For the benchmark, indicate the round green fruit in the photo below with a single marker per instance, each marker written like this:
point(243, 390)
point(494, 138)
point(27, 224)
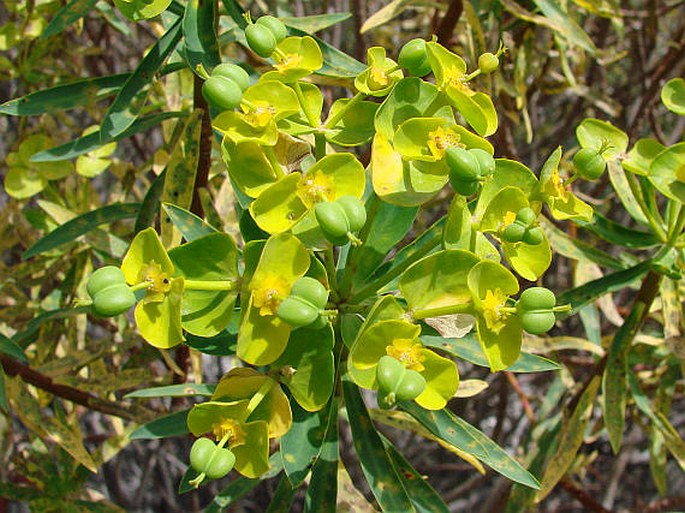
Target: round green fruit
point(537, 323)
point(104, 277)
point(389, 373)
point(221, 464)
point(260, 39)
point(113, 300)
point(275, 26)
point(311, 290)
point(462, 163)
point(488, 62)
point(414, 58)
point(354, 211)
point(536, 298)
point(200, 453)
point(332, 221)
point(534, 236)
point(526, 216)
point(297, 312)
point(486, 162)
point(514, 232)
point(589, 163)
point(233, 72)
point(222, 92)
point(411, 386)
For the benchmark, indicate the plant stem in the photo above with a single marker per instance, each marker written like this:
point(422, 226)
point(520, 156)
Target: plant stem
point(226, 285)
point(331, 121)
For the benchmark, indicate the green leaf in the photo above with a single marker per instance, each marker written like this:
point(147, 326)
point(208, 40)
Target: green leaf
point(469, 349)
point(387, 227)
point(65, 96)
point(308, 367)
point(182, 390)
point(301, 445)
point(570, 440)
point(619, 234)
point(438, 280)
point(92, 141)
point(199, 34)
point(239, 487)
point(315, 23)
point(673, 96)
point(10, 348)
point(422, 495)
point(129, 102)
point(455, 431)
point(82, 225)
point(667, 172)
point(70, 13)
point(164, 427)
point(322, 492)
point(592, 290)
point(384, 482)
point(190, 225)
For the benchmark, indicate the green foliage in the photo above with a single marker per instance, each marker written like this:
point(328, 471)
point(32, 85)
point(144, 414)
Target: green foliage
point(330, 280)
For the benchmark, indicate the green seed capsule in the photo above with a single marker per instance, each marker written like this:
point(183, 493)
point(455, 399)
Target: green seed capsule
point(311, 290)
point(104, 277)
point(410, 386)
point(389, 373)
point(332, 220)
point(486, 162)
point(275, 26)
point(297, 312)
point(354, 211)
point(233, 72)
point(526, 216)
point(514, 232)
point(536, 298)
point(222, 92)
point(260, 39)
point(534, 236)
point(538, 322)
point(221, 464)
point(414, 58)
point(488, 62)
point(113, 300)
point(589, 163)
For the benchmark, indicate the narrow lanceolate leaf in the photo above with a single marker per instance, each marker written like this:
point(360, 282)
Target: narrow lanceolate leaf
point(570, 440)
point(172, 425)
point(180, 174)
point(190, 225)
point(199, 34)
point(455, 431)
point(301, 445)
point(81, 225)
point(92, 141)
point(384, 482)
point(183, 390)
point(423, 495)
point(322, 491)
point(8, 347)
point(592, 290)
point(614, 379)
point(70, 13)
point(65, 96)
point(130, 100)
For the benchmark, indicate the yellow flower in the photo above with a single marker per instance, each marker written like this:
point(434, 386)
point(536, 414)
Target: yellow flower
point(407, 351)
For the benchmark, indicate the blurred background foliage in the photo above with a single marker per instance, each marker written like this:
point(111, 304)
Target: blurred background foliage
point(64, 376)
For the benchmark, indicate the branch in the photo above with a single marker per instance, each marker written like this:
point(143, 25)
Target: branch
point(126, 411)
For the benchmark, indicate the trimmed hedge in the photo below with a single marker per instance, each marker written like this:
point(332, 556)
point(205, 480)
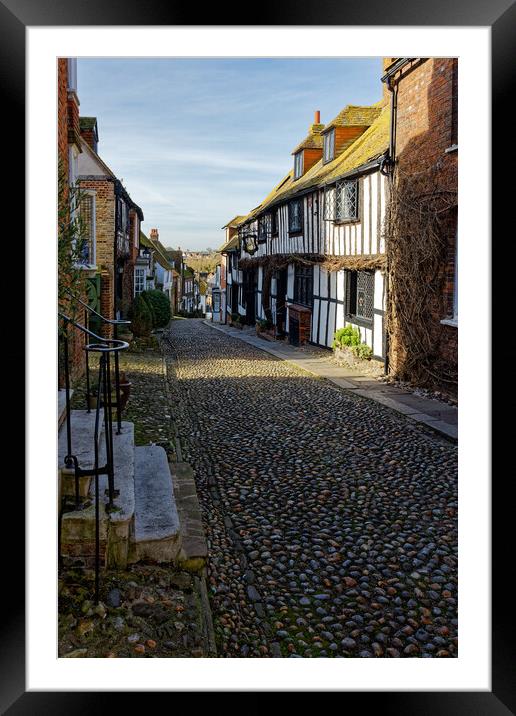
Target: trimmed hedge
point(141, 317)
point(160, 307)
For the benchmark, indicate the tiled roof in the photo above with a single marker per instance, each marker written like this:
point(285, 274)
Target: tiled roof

→ EXERCISE AIM
Print every one of the records above word for word, leaving out the pictures.

→ PROBLEM SOLUTION
For the benchmark, indicate the round green fruit in the photo below with a single marker per instance, each marker written like this:
point(243, 390)
point(494, 138)
point(27, 224)
Target: round green fruit
point(537, 323)
point(104, 277)
point(389, 373)
point(221, 464)
point(260, 39)
point(113, 300)
point(275, 26)
point(311, 290)
point(462, 163)
point(488, 62)
point(414, 58)
point(354, 211)
point(536, 298)
point(200, 453)
point(332, 221)
point(534, 236)
point(526, 216)
point(297, 312)
point(486, 162)
point(514, 232)
point(589, 163)
point(233, 72)
point(222, 92)
point(411, 386)
For the benchmark, indicate the plant stem in the photo above with a single marker per instance, each marker written like this:
point(422, 226)
point(520, 156)
Target: plant stem
point(226, 285)
point(331, 121)
For the benchmark, indicate the green leaf in the photo above with a single marker per instance, each marker written like this:
point(147, 326)
point(208, 40)
Target: green leaf
point(469, 349)
point(387, 227)
point(65, 96)
point(308, 367)
point(182, 390)
point(301, 445)
point(570, 440)
point(619, 234)
point(438, 280)
point(92, 141)
point(199, 34)
point(239, 487)
point(315, 23)
point(673, 96)
point(10, 348)
point(422, 495)
point(129, 102)
point(455, 431)
point(82, 225)
point(667, 172)
point(70, 13)
point(164, 427)
point(322, 492)
point(592, 290)
point(384, 482)
point(190, 225)
For the benchmark, indicate the green foliage in the photo above with a single marker per instance, each marker written like this:
point(328, 471)
point(32, 85)
point(144, 414)
Target: green foliage
point(330, 280)
For the benchmark, indicate the green seed capsule in the photo above with a single marker per instance, each marker written like this:
point(183, 493)
point(455, 399)
Target: green seed capsule
point(311, 290)
point(104, 277)
point(410, 386)
point(389, 373)
point(332, 220)
point(486, 162)
point(275, 26)
point(297, 312)
point(354, 211)
point(233, 72)
point(526, 216)
point(514, 232)
point(536, 298)
point(222, 92)
point(260, 39)
point(534, 236)
point(538, 322)
point(221, 464)
point(414, 58)
point(488, 62)
point(113, 300)
point(589, 163)
For the benchmark, indicate the narrow lanceolate leaf in the photo above with a single marker per instance, each marker written like this:
point(360, 282)
Target: narrow lanceolate leaf
point(570, 440)
point(172, 425)
point(180, 174)
point(190, 225)
point(199, 34)
point(455, 431)
point(301, 445)
point(81, 225)
point(92, 141)
point(384, 482)
point(183, 390)
point(423, 495)
point(322, 491)
point(8, 347)
point(592, 290)
point(614, 379)
point(70, 13)
point(65, 96)
point(130, 100)
For the benchmark, indicate the yellow flower in the photo above with a single marker per instance, each marker written like this:
point(434, 386)
point(536, 414)
Target: yellow flower
point(407, 351)
For the benchmark, indicate the blurred background foliage in the photo above with a single marker per instance, each marker written like this:
point(111, 304)
Target: blurred background foliage
point(64, 376)
For the benchmark, indicate the branch in the photo above with a single marker per instance, each marker written like this:
point(143, 25)
Target: branch
point(126, 411)
For the benchmark, indicate the trimmed hedge in the photo below with a single marker per instance, each marker written like this:
point(332, 556)
point(205, 480)
Target: trimmed hedge
point(141, 317)
point(160, 307)
For the benchmark, indicate the tiled roof in the photo above with a single marker per instance, each marker written like this:
point(285, 274)
Target: tiled roof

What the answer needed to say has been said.